**Given problem**: Print verbatim the lines of the entries from the one containing "Would you mind marking the eyebrow" to the last, inclusive, and no others.

**Dataset content**:
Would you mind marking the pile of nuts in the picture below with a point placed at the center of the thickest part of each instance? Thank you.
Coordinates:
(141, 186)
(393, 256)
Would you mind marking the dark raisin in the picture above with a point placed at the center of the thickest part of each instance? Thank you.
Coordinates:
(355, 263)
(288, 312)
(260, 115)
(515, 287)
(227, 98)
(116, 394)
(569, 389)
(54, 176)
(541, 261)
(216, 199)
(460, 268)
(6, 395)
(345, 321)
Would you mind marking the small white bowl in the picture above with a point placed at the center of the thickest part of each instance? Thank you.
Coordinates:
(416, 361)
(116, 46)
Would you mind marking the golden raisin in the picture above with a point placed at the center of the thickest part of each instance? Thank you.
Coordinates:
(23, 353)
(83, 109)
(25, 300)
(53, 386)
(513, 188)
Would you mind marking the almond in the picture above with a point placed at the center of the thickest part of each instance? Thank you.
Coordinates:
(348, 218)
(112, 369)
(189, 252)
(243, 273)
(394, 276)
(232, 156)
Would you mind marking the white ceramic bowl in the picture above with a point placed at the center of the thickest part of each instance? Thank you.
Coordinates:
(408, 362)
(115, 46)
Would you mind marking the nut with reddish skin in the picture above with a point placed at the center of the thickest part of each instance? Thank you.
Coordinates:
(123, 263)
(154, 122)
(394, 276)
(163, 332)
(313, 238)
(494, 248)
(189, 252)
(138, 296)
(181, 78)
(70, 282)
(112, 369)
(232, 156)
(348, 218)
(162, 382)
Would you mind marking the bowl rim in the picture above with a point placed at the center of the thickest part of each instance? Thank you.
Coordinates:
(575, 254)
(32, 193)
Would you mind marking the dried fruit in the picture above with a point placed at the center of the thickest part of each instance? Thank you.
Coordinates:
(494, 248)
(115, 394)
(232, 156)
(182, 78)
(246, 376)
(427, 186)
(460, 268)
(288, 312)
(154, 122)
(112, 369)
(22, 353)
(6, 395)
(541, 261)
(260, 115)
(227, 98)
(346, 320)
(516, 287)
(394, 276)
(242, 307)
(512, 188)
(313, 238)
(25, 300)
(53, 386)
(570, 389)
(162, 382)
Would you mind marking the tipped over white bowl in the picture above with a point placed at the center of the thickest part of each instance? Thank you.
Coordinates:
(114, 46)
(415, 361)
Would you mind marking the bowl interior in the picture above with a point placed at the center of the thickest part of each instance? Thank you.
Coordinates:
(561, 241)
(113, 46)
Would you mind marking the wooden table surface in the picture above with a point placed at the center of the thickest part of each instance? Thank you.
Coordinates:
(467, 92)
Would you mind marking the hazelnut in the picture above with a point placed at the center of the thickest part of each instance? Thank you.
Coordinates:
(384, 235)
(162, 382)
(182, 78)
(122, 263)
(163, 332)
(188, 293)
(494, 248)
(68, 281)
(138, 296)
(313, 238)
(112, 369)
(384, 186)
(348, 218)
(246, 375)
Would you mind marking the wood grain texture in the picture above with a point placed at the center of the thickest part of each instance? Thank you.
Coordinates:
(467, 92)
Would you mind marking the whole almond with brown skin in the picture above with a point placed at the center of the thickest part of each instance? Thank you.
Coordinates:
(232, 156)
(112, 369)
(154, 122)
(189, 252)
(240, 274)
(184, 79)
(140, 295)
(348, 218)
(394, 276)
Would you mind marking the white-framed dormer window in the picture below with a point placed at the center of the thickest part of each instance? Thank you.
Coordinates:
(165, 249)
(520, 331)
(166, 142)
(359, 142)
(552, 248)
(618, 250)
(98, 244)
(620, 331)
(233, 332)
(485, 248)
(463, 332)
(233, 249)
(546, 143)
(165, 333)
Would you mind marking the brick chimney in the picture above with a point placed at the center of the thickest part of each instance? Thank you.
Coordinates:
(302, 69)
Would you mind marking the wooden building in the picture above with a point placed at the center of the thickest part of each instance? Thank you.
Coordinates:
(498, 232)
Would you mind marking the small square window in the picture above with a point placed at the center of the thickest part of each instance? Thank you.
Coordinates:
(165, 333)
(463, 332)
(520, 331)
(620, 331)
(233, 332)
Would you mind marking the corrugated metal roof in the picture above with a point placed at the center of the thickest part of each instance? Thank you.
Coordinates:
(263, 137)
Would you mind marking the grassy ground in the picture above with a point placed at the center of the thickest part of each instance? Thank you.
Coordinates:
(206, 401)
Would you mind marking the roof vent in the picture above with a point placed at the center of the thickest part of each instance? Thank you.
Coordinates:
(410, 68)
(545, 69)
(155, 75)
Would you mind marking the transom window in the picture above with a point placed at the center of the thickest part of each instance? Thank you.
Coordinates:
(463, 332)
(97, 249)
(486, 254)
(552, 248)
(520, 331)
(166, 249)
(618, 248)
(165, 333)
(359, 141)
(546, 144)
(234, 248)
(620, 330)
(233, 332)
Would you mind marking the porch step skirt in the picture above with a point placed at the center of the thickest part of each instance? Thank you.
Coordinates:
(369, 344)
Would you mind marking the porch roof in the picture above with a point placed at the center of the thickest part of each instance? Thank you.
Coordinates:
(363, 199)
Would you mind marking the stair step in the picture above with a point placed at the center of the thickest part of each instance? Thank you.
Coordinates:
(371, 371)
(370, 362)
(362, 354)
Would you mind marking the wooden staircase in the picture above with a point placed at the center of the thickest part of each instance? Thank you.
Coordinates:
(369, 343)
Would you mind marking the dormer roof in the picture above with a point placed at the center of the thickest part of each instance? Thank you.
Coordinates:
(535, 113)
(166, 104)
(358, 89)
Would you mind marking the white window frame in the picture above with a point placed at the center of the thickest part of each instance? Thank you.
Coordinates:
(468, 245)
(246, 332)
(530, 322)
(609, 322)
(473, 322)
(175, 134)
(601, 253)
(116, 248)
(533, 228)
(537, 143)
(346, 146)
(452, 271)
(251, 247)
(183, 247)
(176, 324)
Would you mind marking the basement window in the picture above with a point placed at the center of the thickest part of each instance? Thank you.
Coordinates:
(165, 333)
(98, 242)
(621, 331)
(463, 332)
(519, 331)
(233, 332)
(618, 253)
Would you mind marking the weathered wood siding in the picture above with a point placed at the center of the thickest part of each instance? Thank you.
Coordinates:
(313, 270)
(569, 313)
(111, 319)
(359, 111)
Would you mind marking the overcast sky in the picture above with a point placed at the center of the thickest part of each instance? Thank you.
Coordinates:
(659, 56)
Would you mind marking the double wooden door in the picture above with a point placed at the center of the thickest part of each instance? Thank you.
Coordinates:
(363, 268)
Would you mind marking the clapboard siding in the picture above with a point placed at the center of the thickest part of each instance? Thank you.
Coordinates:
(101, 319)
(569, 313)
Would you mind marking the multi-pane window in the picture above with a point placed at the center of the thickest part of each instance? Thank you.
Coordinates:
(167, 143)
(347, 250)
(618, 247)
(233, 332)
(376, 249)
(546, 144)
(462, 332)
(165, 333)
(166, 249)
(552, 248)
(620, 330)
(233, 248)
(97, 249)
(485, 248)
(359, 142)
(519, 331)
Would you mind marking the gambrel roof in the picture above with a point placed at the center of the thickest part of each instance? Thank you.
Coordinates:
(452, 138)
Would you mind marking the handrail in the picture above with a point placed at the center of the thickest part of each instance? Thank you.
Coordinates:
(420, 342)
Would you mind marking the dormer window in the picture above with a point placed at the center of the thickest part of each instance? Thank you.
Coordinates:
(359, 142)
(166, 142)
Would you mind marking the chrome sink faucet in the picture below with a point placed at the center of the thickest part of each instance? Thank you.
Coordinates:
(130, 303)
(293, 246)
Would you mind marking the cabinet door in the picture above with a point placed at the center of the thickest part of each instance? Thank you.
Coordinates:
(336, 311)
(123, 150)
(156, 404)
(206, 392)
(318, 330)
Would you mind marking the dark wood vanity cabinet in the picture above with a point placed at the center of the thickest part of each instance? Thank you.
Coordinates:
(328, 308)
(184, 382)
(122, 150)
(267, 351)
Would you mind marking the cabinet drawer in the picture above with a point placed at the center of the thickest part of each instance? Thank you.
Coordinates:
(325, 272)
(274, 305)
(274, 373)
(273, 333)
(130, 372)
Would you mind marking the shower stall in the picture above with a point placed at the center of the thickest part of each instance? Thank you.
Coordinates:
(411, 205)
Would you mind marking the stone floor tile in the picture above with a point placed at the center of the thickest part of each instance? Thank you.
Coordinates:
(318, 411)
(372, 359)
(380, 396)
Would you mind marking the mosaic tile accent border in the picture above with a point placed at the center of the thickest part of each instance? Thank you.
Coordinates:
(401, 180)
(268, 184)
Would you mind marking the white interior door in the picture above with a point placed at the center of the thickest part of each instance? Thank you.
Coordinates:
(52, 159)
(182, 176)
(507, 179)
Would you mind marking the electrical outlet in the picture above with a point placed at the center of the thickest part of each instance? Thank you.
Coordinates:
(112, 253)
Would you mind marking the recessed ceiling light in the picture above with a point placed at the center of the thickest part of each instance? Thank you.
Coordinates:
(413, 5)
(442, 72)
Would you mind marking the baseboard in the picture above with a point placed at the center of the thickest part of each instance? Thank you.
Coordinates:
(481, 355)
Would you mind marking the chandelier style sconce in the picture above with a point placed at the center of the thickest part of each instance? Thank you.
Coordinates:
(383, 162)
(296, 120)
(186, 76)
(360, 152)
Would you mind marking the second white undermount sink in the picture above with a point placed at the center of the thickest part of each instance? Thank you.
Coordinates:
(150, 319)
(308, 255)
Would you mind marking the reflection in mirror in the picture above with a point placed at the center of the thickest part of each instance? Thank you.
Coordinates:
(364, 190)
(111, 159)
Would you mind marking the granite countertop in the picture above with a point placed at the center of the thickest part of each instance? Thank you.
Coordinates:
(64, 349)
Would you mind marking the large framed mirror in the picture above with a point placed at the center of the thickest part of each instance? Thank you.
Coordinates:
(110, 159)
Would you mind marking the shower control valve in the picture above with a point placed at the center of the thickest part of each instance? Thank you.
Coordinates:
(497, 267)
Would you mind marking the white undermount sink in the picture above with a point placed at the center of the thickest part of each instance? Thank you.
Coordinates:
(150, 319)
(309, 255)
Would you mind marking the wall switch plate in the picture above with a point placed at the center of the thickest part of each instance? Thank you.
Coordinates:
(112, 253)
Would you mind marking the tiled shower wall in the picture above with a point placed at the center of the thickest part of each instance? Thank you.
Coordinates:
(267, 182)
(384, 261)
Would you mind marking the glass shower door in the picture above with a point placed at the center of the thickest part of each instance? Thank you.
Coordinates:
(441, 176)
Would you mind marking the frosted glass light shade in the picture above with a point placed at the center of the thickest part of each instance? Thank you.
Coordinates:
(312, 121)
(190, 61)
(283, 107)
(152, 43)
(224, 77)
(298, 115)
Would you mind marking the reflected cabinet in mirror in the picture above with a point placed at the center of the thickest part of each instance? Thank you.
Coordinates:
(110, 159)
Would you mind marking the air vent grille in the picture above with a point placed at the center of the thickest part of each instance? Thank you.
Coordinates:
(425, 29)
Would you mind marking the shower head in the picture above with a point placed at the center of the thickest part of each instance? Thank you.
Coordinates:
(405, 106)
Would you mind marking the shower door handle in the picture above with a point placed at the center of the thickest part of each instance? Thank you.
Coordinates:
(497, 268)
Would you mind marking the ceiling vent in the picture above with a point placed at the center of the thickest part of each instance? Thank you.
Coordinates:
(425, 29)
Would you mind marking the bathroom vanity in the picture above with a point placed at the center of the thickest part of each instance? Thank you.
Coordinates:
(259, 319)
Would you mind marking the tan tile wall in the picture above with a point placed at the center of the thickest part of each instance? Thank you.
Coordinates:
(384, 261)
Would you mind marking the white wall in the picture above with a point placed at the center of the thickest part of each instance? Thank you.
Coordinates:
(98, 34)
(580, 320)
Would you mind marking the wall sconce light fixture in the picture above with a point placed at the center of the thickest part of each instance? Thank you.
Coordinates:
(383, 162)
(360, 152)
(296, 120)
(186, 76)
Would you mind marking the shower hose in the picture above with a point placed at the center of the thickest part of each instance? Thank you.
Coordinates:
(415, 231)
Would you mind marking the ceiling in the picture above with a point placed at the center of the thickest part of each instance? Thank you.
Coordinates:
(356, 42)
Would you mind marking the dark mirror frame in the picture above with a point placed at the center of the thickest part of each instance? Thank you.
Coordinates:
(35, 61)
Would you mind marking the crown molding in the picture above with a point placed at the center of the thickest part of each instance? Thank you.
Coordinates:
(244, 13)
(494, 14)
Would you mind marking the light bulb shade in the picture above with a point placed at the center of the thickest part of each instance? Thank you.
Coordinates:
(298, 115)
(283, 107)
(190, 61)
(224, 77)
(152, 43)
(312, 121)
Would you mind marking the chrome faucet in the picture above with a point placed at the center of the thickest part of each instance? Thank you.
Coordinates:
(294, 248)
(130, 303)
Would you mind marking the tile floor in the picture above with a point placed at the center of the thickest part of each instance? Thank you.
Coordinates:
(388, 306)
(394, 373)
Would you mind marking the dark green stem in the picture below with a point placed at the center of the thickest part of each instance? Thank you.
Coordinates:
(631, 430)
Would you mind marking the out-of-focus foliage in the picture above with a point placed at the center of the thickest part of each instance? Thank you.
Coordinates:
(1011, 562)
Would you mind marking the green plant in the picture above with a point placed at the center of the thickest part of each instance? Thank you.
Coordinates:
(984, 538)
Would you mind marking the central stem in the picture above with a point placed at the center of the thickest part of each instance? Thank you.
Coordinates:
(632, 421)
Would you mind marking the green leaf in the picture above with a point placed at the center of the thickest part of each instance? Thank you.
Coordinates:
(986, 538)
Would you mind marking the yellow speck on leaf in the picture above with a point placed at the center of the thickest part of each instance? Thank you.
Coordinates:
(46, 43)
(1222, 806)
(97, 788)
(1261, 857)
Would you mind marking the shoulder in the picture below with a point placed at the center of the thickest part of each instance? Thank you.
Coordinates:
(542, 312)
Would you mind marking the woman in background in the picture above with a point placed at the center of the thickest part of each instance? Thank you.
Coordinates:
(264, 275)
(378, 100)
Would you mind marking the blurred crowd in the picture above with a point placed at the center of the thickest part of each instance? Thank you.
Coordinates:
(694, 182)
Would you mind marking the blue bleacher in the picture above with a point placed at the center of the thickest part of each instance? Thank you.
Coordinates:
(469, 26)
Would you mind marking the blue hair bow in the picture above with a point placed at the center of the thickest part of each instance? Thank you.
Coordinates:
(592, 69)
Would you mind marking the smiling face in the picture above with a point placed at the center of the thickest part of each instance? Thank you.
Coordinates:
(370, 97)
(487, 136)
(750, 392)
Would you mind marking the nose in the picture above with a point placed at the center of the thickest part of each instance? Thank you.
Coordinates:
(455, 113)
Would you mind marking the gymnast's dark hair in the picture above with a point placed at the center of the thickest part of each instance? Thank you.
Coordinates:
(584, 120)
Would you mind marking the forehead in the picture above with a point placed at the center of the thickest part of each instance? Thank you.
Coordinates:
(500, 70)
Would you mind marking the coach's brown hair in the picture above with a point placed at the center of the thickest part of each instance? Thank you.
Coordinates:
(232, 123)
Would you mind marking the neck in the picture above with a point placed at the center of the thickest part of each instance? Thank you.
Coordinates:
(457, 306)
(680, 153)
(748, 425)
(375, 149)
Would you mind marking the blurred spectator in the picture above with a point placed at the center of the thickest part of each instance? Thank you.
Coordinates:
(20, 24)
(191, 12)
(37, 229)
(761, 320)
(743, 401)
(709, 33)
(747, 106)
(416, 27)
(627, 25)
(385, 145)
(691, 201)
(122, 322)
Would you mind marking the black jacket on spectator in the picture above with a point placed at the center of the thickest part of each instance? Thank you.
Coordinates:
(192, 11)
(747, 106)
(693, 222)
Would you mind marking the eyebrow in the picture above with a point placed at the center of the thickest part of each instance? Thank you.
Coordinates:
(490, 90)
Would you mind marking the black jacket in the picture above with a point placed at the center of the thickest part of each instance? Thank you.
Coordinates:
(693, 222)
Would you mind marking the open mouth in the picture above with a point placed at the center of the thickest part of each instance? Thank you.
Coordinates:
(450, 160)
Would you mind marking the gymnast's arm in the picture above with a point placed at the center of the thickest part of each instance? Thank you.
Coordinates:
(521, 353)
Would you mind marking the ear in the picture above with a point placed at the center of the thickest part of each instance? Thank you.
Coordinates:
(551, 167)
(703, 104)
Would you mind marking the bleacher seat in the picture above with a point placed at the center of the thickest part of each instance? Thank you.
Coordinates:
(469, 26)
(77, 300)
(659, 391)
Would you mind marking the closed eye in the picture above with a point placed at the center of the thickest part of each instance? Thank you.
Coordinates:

**Task result**:
Would you mind marking the eyebrow in the picture above with a point placed at the center of the thickest part of each instance? Thank you.
Coordinates:
(490, 90)
Would you mind marking the black jacket in the picture above with a point placed at the center of the thickest part of each instance? Thank you.
Coordinates:
(693, 222)
Would you mind marking the open mouth in the picture above with a point placed at the center of the thickest part of each instance? Thank you.
Coordinates:
(450, 160)
Would you mind marking the gymnast's arm in the picture above with a point placed at the center of the thickest part of each instance? Thank you.
Coordinates:
(521, 353)
Would you mind marking the ear in the picture above with a point placed at the center of the thickest part of each instance? Thank you.
Coordinates:
(551, 167)
(703, 104)
Would you mind marking the bleacher seat in the picture above with a point placed at the center of the thickest part of each instance? Thank you.
Coordinates:
(469, 26)
(77, 300)
(659, 391)
Would you mind marking the closed eye in the picture above with a point placed at the center of the thickest part of each instance? Thank you.
Coordinates:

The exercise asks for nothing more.